- **TEXT SECTION**
The U.S. Highway 66 Association was organized in Tulsa, Oklahoma in 1927.  Its purpose was to get U.S. Highway 66 paved from end to end and to promote tourism on the highway.

The organization was similar to many that existed before the creation of federal highways in 1926, including those that promoted the Lincoln Highway and the National Old Trails Highway.

John T. Woodruff of Springfield, Missouri was elected the first president. The association began to advertise the highway in magazines, on billboards, and brochures.  The continued push to completely pave the highway and complete an unfinished section (Watson Road in St. Louis, Missouri) paid off, the road was fully paved and completed in 1938, including a cut-off across New Mexico, bypassing a loop through Santa Fe.

The U.S. Highway 66 Association curtailed activities when World War II rationing of rubber and fuel disrupted leisure travel. In 1947, Jack and Gladys Cutberth revived the organization in Clinton, Oklahoma to promote "the shortest, fastest year-round best across the scenic West" with "800 miles of 4-lane highway".

- **REQUIREMENTS**
A. List every city named in the Highway 66 Association text.
B. According to the Highway 66 Association text, in what year was the road fully paved and completed?
C. Carry on the Highway 66 Association text from its final sentence.

- **LISTED ENTRIES**
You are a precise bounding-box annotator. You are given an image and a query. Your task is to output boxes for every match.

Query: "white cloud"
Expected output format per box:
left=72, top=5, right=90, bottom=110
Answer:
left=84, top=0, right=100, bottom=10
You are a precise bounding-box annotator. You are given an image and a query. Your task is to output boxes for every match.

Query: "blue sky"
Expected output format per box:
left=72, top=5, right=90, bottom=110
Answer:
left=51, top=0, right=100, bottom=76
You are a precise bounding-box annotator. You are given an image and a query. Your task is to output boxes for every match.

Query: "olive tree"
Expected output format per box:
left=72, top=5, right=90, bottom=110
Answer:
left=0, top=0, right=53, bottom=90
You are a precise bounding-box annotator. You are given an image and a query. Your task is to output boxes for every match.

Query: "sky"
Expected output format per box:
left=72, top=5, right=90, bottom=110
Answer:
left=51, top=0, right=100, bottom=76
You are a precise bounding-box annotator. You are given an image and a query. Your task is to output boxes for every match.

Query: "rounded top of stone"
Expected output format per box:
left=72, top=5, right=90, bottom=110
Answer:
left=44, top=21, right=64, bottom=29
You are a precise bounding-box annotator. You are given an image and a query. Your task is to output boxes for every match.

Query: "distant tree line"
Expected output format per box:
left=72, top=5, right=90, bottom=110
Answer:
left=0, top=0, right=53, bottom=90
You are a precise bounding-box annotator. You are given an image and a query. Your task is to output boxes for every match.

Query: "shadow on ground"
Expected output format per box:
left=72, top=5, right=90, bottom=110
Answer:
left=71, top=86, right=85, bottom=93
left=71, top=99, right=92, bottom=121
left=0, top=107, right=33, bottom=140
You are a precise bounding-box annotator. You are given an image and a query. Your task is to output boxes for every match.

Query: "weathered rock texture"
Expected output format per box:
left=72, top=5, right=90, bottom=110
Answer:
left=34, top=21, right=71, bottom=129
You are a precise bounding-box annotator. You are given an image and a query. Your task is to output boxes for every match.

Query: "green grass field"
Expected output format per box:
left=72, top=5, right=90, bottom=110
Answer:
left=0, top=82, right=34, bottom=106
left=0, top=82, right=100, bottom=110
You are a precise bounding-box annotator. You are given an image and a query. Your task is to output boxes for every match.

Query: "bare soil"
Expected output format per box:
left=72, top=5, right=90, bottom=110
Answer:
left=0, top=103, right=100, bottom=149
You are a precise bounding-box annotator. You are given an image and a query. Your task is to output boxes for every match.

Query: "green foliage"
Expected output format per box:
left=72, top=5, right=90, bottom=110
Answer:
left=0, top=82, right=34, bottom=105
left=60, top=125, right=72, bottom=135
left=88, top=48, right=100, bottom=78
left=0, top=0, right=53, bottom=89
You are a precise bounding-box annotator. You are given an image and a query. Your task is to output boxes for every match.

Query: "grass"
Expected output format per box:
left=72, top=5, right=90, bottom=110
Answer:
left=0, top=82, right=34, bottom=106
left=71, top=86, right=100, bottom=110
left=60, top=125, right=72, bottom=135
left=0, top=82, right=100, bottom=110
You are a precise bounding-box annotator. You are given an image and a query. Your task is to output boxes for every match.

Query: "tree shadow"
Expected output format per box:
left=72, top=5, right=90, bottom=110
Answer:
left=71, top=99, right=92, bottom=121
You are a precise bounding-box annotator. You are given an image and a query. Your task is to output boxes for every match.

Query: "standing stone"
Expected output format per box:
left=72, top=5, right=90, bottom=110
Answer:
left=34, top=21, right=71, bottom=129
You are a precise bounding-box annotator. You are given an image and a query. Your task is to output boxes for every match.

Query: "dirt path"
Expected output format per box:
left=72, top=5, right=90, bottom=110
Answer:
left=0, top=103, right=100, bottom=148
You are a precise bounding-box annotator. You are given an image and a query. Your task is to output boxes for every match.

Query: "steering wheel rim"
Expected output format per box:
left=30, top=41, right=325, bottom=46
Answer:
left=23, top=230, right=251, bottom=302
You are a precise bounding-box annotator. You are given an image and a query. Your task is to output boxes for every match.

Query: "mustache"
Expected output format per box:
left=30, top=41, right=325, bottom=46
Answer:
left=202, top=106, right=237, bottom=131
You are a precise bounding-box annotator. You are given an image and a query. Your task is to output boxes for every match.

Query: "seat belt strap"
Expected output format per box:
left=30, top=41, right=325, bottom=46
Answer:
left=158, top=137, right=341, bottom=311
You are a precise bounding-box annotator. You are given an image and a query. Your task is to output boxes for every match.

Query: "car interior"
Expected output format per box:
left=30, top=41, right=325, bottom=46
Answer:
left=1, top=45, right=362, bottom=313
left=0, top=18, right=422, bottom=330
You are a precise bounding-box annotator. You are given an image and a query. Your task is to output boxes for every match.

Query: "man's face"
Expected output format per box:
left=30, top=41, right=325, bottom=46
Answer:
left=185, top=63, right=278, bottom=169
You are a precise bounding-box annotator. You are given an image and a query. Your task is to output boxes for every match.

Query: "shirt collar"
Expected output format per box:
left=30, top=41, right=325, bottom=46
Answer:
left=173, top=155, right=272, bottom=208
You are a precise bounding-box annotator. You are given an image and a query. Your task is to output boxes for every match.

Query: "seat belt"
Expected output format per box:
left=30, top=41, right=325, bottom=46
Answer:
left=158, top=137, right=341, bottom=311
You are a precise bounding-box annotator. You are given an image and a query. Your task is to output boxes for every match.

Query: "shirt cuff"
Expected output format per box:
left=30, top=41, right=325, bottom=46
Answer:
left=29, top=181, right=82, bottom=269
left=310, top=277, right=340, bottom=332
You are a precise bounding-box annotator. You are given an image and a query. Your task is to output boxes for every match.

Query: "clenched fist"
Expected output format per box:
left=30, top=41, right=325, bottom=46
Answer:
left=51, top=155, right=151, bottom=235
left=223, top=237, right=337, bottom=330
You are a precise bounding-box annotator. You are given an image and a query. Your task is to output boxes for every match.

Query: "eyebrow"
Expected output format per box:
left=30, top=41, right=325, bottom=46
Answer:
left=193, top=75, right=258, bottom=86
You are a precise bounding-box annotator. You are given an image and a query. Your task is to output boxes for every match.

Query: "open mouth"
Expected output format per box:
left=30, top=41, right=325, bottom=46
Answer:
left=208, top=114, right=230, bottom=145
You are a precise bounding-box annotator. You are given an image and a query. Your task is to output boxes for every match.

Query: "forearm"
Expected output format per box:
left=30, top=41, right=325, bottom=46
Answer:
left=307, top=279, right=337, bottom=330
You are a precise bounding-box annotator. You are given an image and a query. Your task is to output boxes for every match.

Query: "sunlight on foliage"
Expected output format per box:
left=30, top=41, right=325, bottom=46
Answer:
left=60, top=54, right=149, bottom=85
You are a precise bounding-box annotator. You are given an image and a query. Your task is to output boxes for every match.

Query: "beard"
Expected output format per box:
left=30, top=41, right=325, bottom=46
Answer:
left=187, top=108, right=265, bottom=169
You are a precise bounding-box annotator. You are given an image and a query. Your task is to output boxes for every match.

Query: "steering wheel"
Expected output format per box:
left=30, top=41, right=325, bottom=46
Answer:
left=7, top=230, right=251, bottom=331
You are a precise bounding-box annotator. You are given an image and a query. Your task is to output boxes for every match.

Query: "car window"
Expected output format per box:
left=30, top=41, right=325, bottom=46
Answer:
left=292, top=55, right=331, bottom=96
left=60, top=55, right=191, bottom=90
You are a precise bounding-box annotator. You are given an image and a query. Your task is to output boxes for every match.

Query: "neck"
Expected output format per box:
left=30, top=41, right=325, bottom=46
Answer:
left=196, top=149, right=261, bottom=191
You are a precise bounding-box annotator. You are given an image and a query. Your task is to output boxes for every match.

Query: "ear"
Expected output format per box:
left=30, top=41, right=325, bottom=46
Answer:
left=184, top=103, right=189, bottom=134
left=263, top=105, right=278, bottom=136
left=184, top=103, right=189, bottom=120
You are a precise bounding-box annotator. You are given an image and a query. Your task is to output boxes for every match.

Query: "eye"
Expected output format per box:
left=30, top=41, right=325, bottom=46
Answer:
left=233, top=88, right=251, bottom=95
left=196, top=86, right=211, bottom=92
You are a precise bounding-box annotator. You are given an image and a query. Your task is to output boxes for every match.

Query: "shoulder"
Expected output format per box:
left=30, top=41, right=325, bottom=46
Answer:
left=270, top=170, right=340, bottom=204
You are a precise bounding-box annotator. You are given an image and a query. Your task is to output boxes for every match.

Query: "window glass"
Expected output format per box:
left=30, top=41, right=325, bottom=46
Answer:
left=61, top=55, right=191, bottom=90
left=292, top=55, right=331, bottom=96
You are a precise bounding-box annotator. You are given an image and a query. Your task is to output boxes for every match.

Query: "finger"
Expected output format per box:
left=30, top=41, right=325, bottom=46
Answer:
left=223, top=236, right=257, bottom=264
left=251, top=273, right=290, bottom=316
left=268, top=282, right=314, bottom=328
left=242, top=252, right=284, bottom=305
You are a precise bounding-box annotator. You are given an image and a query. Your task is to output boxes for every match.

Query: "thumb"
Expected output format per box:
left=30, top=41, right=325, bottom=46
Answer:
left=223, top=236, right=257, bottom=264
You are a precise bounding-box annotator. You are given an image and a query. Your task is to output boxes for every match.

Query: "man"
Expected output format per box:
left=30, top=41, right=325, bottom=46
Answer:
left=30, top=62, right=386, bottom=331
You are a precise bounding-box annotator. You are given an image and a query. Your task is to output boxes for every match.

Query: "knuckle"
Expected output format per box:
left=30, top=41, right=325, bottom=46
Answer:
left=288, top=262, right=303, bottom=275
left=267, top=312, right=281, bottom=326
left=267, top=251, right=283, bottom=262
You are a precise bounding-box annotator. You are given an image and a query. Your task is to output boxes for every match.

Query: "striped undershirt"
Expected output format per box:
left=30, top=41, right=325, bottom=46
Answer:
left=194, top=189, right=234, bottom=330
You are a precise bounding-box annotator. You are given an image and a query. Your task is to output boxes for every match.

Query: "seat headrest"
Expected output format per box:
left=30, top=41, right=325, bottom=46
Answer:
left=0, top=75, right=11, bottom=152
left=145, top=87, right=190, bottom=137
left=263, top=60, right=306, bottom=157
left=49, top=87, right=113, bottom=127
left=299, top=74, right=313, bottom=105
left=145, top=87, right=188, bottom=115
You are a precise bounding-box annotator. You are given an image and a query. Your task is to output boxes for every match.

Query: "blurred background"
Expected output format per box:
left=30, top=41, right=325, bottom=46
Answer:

- **RESPONSES IN ORDER**
A. Tulsa, Oklahoma; Springfield, Missouri; St. Louis, Missouri; Santa Fe; Clinton, Oklahoma

B. 1938

C.
In 1955, construction began on the new Interstate Highway System.  As these new interstates began to replace longer and longer sections of the old highway, the group in 1970 changed its name to the Main Street of America Association and continued to stand as a voice for the older highway. The association published its last brochure in 1974; the brochure's cover referenced the new interstate highways that would lead to its demise.

In 1976, the association disbanded as U.S. Route 66 was now largely concurrent with I-55, I-44, I-40, I-15, and I-10.  In 1984, the last section through Williams, Arizona was bypassed and in 1985 Route 66 was formally decommissioned.

The former association is not officially connected with the various Route 66 Associations which currently exist in all eight US Route 66 states to preserve and promote the historic highway; the first of these was established in 1987 by Angel Delgadillo and fifteen businesspeople in Seligman, Arizona to obtain "Historic Route 66" signage" on the old highway.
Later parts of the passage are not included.